::: Provided text

Just got mine yesterday. Seems to go into low 20% of the time when I am trying to turn it off. Not fun.


----------



## netprince (Apr 29, 2011)

chanamasala said:


> Just got mine yesterday. Seems to go into low 20% of the time when I am trying to turn it off. Not fun.


 
Mine does the same thing. It is disappointing. I've just started to make sure to unscrew the head when I'm finished with the light. 

I'm wondering if all the lights do this or if we are just unlucky.


----------



## bondr006 (Apr 29, 2011)

netprince said:


> I'm wondering if all the lights do this or if we are just unlucky.



I've had my EX11.2 for a few weeks now and it operates perfectly with no anomaly's or odd behavior.


----------



## Kilovolt (Apr 29, 2011)

bondr006 said:


> I've had my EX11.2 for a few weeks now and it operates perfectly with no anomaly's or odd behavior.


 

Same here, no problem whatsoever.


----------



## mrpink (Apr 29, 2011)

Kilovolt said:


> Same here, no problem whatsoever.


 then consider yourself lucky.


----------



## Nake (Apr 29, 2011)

My replacement light does it too.


----------



## gunga (Apr 29, 2011)

I'd like to get one of the V2s, but the reports of high parastic drain (still) and weird bugs concerns me. Do you guys notice high parasitic drain on your v2s?


----------



## Art (Apr 29, 2011)

gunga said:


> I'd like to get one of the V2s, but the reports of high parastic drain (still) and weird bugs concerns me. Do you guys notice high parasitic drain on your v2s?


 
I have 1 of the D11 V2 I bought for a week with a eneloop inside... I measured 1.344v before, will read later today.

I didnt get any bugs on mine, it works ok its just a bit of a complicated flashlight for non flashaholics.


----------



## bondr006 (Apr 29, 2011)

gunga said:


> Do you guys notice high parasitic drain on your v2s?



I put a freshly charged protected AW RCR123 in my EX11.2 almost three weeks ago which measured 4.12V. I just tested it again and it measures 4.07V. I have used it several times to light things up, so it is no surprise that it has dropped a little voltage.


----------



## bondr006 (Apr 29, 2011)

mrpink said:


> then consider yourself lucky.



How bout if we just consider ourselves normal? :thumbsup:


----------



## Harry999 (Apr 29, 2011)

One of my EX11.2 lights has a faulty capacitor so I am sending it back for a replacement. My other EX11.2 is fine.

I have had no problems with any of my three D11.2 lights. In fact I am doing a low runtime test at the moment on a D11.2 and EX11.2 at the moment.

Sent from my smart phone using Tapatalk


----------



## netprince (Apr 29, 2011)

bondr006 said:


> I put a freshly charged protected AW RCR123 in my EX11.2 almost three weeks ago which measured 4.12V. I just tested it again and it measures 4.07V. I have used it several times to light things up, so it is no surprise that it has dropped a little voltage.


 
Wow, you have only used 0.05V in 3 weeks? I depleted an AW cell in just a few hours. No offense, but how can you be sure your light has no bugs in the UI with so little use?


----------



## bondr006 (Apr 29, 2011)

netprince said:


> Wow, you have only used 0.05V in 3 weeks? I depleted an AW cell in just a few hours. No offense, but how can you be sure your light has no bugs in the UI with so little use?

::::::
::: Exercise materials

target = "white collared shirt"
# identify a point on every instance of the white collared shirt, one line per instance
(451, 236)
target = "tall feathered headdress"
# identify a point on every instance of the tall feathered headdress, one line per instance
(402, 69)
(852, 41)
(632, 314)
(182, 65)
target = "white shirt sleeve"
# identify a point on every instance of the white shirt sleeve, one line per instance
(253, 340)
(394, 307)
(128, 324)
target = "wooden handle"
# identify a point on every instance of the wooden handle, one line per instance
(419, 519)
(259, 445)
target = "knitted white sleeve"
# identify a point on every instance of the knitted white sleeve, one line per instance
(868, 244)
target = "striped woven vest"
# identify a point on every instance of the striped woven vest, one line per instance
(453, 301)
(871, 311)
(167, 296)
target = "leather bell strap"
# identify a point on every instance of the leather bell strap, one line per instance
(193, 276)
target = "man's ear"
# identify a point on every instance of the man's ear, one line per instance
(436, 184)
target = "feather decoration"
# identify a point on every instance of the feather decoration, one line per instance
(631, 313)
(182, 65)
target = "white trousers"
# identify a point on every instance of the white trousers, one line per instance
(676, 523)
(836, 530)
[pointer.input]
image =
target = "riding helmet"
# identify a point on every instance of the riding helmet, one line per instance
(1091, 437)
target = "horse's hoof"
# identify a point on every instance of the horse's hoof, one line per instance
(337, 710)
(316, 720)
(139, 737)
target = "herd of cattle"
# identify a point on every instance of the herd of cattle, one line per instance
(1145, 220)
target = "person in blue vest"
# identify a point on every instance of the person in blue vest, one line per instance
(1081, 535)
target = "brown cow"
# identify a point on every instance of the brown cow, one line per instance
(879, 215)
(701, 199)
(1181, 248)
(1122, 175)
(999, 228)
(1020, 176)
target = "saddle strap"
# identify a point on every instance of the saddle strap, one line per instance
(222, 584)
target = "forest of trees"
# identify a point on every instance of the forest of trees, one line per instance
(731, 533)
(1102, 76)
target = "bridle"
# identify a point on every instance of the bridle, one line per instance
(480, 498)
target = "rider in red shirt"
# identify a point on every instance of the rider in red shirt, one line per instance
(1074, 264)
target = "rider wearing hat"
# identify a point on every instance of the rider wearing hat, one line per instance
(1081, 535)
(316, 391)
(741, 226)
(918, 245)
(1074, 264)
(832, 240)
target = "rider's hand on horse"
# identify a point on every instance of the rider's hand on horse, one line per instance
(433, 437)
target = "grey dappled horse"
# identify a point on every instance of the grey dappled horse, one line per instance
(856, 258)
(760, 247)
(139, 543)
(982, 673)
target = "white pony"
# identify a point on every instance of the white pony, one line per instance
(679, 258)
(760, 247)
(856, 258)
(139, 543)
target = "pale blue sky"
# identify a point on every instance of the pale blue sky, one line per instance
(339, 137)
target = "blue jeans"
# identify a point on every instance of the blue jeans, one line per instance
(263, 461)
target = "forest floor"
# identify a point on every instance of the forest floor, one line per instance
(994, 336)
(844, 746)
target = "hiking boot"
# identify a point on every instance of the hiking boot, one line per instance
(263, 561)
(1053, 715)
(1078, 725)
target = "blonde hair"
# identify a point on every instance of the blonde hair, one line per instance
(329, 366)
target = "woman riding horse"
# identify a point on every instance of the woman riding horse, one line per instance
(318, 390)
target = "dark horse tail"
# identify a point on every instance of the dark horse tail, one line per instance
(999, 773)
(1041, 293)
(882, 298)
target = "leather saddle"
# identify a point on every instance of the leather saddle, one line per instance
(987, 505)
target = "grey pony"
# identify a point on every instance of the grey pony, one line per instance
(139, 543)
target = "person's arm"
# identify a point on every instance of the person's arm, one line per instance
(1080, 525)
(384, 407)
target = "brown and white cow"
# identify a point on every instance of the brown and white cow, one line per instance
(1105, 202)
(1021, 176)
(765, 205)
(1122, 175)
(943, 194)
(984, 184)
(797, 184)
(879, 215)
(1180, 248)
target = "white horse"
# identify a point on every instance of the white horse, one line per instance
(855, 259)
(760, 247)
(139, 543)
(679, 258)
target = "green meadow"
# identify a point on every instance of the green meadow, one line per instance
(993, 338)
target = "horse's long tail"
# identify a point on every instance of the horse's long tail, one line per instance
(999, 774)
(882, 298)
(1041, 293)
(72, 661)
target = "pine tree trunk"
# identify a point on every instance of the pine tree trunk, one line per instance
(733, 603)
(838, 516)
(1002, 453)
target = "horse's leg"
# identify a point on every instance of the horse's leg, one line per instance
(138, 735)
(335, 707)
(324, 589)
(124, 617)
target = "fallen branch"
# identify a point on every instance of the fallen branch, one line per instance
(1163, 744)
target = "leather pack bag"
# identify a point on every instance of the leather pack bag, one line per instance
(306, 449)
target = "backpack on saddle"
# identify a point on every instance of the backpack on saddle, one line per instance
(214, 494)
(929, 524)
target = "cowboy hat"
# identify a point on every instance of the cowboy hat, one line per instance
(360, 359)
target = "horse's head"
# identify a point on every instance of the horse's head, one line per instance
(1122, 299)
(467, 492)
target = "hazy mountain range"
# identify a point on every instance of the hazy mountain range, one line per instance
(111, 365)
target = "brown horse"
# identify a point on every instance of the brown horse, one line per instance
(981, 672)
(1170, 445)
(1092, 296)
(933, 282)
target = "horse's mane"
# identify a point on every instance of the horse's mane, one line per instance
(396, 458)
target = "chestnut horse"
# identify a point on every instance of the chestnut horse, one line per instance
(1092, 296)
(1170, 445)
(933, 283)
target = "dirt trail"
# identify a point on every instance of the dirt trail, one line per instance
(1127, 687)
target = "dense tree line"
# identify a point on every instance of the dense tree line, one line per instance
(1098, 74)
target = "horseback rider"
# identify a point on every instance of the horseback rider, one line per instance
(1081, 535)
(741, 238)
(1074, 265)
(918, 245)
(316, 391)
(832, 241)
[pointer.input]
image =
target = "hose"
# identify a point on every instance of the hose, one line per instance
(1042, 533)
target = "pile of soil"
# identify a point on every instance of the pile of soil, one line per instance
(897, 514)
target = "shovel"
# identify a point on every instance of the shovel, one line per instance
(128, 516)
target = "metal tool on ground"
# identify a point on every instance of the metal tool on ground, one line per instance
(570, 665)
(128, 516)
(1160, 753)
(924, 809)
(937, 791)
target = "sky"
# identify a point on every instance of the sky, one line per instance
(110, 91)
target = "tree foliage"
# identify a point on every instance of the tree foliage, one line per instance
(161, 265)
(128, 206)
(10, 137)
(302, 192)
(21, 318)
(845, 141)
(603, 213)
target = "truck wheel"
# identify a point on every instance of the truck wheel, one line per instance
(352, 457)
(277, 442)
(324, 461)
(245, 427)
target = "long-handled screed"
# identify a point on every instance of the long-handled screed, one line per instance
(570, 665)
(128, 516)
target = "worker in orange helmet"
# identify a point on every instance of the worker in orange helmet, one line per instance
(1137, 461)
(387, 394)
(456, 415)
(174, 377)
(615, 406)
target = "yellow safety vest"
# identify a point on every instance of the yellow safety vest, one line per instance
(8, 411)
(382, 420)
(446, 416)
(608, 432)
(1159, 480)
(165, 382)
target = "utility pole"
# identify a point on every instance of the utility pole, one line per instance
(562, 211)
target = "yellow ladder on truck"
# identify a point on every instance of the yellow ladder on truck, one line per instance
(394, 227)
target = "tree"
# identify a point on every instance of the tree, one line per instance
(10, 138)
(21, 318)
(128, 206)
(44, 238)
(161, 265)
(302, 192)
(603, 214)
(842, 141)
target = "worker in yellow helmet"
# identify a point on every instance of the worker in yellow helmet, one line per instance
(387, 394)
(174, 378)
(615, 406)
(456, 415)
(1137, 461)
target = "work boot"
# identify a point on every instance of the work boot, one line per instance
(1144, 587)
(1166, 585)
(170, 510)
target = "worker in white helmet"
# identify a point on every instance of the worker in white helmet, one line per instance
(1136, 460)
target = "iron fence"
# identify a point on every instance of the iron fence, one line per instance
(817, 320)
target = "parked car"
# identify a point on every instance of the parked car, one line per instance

::::::

Problems to work on |
a: Set down the passage of the forum thread starting at "## Art (Apr" and ending at "for non flashaholics.", word for word.
b: Return each line of the records that contains the word "blonde".

Responses to the tasks |
a:
## Art (Apr 29, 2011)

gunga said:


> I'd like to get one of the V2s, but the reports of high parastic drain (still) and weird bugs concerns me. Do you guys notice high parasitic drain on your v2s?


 
I have 1 of the D11 V2 I bought for a week with a eneloop inside... I measured 1.344v before, will read later today.

I didnt get any bugs on mine, it works ok its just a bit of a complicated flashlight for non flashaholics.

b:
target = "blonde hair"
# identify a point on every instance of the blonde hair, one line per instance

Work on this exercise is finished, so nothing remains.